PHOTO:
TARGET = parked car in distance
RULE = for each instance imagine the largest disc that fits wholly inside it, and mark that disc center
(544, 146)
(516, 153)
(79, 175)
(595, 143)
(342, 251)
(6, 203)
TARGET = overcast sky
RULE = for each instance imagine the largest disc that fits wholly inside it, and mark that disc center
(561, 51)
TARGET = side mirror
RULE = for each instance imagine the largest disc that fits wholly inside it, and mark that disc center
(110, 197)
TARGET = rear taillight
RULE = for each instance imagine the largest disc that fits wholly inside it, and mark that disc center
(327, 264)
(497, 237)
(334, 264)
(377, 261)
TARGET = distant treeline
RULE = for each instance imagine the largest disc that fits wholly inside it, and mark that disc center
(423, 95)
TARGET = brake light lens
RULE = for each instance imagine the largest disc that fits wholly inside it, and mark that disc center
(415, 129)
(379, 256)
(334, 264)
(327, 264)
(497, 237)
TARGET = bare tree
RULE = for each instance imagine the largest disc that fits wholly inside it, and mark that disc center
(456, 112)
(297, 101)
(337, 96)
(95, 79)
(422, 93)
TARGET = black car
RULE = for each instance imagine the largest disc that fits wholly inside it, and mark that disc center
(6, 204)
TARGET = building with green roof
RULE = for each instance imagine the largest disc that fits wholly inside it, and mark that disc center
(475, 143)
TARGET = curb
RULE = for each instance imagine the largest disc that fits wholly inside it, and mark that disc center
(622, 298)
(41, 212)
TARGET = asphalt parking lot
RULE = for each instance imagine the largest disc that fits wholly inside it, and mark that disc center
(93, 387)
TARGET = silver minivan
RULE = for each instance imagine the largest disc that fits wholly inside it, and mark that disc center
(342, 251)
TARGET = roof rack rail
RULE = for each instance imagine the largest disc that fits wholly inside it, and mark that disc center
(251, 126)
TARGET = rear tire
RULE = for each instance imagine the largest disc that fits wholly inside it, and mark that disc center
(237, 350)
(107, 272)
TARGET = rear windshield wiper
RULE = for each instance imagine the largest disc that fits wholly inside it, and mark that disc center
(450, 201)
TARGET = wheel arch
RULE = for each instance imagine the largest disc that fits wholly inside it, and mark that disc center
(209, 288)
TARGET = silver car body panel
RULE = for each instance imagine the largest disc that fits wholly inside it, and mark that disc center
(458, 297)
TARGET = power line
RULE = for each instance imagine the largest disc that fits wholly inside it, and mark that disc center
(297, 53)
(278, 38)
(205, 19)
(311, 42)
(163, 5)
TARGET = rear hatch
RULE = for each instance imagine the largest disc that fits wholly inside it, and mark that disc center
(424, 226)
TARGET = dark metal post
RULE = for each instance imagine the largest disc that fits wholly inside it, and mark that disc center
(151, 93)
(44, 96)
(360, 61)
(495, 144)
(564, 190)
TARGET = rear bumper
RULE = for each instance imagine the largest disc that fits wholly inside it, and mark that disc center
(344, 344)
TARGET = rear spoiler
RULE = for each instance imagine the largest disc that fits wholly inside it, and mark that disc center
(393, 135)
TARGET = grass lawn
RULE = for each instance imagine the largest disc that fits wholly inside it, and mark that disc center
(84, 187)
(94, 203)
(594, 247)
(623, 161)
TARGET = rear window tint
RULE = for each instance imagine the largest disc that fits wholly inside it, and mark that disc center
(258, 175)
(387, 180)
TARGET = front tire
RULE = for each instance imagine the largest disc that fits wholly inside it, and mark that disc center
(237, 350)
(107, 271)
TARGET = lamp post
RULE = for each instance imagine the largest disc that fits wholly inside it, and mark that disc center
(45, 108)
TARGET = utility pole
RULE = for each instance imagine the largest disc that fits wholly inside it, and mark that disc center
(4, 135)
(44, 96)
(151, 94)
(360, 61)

==========

» Task to complete: Look through the records above for the string "rear", then copy every line that has it.

» Problem solution:
TARGET = rear taillight
TARGET = rear tire
TARGET = rear windshield wiper
TARGET = rear hatch
TARGET = rear bumper
TARGET = rear spoiler
TARGET = rear window tint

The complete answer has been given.